# Records provided

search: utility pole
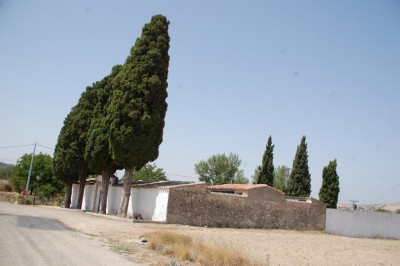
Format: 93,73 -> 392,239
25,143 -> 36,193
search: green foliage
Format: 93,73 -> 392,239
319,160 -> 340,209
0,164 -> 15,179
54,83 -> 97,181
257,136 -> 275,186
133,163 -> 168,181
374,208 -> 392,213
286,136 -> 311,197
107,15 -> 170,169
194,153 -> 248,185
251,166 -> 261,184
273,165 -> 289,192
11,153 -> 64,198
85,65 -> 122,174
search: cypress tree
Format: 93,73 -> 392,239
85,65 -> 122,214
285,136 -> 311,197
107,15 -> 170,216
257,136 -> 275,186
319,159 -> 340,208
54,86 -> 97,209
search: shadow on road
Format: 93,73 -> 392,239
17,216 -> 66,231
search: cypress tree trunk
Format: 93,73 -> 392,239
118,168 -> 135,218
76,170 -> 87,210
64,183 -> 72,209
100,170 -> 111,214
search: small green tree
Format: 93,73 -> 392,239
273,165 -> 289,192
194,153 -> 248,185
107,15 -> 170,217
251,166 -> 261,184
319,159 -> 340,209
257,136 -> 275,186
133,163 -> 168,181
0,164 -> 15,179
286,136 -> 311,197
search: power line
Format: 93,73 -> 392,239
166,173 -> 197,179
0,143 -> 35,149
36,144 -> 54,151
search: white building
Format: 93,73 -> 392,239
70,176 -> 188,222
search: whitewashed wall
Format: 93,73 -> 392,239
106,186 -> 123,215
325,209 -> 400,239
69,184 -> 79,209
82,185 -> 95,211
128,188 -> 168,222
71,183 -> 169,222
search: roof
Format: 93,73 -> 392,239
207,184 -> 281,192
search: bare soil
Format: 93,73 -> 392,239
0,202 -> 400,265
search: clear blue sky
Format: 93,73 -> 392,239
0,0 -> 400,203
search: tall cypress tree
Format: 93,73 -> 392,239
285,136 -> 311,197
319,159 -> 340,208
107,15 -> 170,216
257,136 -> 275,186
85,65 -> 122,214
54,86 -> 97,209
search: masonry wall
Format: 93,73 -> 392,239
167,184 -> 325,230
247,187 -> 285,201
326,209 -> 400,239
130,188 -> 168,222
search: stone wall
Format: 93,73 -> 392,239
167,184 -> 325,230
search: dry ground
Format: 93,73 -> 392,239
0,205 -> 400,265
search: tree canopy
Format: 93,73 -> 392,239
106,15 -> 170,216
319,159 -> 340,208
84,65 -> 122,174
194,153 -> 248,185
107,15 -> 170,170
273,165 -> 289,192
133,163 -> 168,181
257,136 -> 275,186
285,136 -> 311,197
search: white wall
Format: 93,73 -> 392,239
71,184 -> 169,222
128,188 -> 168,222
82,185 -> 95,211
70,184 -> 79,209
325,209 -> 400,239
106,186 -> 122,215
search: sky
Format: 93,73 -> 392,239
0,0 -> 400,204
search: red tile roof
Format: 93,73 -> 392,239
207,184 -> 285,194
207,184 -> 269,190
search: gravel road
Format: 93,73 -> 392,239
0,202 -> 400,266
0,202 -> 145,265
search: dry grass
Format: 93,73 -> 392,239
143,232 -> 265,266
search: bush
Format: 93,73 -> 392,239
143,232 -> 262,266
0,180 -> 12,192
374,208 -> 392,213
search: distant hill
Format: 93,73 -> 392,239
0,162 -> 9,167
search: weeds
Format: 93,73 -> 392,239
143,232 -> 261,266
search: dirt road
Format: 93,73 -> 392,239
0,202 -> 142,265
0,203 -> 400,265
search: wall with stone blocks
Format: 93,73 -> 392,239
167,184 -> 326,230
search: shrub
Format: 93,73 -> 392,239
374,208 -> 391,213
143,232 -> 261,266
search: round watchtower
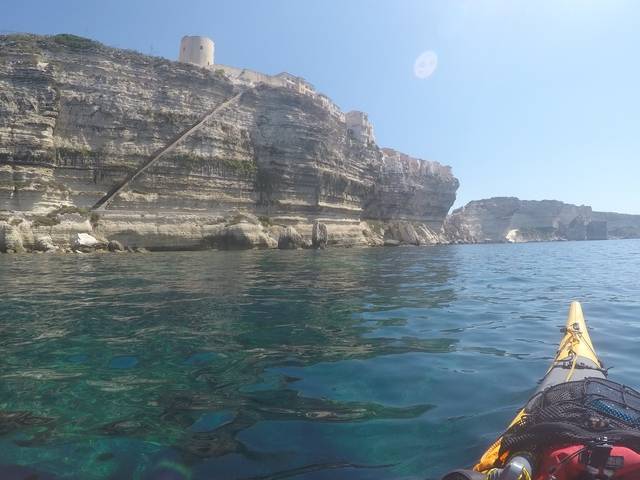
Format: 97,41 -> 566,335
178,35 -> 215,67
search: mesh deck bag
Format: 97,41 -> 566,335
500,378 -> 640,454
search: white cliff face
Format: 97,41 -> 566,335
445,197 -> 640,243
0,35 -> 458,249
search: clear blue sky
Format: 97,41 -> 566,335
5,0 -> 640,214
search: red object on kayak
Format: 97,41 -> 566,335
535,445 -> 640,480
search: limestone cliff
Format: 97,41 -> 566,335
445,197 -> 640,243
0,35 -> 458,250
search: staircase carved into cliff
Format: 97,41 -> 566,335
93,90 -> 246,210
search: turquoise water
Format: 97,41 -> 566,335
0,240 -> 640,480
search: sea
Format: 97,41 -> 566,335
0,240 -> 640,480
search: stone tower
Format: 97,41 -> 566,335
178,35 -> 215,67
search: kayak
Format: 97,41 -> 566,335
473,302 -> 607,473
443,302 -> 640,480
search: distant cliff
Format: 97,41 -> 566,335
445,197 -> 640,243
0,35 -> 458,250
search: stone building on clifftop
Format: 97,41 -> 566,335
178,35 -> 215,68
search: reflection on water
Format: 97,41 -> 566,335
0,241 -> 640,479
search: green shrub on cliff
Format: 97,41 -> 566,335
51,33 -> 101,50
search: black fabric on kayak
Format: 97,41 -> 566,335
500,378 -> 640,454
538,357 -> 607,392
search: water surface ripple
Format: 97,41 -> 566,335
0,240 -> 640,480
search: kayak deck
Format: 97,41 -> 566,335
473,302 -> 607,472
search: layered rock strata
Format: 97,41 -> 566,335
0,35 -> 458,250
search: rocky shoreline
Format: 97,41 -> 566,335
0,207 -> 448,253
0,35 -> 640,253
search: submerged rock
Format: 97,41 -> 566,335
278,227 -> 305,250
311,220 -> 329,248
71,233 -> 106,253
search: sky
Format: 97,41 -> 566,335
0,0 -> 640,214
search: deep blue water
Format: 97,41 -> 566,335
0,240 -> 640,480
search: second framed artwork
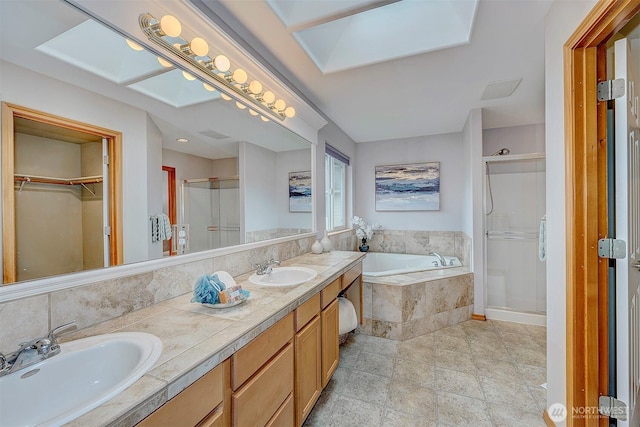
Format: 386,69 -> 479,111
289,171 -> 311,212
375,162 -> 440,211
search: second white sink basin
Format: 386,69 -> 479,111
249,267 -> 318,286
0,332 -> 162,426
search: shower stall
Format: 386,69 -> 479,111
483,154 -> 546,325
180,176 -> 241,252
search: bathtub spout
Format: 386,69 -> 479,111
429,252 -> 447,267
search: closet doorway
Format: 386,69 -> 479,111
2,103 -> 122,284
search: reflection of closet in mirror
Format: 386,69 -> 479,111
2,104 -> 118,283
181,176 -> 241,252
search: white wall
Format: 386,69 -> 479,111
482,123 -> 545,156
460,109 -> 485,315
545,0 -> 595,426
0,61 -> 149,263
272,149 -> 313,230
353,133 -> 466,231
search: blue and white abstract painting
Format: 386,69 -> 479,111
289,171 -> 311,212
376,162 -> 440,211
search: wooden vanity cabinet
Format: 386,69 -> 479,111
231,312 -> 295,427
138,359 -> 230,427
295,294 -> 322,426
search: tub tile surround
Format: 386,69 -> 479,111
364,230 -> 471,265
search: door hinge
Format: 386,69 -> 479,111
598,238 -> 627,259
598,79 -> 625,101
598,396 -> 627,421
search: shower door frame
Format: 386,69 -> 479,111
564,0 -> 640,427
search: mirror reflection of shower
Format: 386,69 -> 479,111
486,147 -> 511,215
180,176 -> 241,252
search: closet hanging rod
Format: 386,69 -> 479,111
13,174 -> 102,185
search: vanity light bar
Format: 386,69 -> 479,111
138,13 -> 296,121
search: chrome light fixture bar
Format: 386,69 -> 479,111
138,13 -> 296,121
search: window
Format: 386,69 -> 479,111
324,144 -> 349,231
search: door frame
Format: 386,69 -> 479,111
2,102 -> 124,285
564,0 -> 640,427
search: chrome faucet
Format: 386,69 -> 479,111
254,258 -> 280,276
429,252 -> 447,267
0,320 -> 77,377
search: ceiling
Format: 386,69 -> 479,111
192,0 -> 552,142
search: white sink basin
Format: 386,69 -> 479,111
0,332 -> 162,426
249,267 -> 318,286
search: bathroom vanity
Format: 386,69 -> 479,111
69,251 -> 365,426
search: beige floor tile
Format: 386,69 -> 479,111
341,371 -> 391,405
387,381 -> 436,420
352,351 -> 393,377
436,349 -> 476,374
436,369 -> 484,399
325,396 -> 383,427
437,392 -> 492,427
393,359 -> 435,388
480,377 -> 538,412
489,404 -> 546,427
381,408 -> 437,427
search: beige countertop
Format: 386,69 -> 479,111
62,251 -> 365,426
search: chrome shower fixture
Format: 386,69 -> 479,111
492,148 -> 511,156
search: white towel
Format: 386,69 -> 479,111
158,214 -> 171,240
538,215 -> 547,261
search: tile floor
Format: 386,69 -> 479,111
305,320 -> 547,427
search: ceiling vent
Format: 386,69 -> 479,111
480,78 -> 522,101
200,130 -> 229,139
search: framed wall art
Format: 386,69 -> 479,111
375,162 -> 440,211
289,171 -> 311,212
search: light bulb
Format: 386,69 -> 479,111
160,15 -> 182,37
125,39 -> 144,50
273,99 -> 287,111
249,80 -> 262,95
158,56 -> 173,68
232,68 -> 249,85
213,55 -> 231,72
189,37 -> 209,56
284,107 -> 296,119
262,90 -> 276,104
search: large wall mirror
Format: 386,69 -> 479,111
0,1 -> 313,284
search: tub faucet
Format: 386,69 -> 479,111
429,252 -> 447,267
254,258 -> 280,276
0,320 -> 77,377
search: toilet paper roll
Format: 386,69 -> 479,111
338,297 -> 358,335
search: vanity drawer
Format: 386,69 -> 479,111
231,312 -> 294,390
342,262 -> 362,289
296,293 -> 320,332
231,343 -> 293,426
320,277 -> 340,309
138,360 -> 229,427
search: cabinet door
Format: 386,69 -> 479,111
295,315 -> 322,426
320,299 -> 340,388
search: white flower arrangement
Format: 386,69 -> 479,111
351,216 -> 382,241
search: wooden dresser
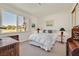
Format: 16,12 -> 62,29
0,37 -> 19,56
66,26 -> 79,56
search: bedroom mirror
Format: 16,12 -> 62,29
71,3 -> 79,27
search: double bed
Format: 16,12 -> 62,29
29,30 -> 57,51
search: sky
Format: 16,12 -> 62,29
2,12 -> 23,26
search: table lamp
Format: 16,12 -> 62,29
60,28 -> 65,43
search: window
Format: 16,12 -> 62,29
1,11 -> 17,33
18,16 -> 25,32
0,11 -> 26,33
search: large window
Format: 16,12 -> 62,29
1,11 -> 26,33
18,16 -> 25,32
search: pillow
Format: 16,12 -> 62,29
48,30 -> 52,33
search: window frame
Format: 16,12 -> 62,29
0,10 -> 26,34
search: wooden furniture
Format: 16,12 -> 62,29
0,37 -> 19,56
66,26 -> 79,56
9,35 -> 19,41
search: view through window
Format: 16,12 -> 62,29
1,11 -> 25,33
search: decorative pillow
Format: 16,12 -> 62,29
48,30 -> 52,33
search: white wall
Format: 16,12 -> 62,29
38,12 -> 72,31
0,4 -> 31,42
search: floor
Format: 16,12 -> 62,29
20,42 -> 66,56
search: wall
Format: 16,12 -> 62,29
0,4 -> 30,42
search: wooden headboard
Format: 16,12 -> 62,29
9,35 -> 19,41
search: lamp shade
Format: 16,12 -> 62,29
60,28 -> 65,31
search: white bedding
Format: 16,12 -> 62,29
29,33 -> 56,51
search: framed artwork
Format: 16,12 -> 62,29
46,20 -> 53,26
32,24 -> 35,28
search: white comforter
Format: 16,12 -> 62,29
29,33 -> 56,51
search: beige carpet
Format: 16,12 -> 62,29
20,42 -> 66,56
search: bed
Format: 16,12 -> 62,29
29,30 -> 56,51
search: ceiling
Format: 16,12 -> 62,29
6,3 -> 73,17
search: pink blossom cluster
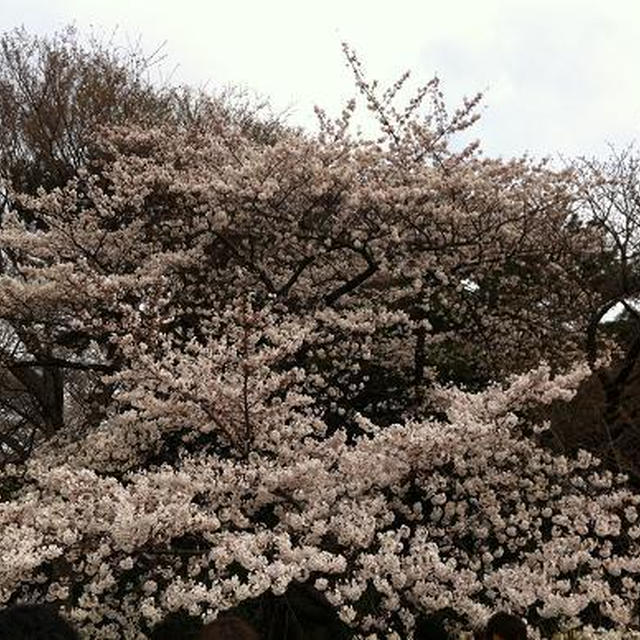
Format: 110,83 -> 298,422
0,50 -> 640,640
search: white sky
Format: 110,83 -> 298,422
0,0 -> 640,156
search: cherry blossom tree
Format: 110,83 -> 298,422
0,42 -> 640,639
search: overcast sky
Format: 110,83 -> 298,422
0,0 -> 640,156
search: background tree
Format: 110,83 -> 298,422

# What you are asked to do
Which lines of the data above contain the string "closet"? List every one of them in full.

# Result below
search: closet doorway
search: reflection of closet in mirror
search: closet hanging rod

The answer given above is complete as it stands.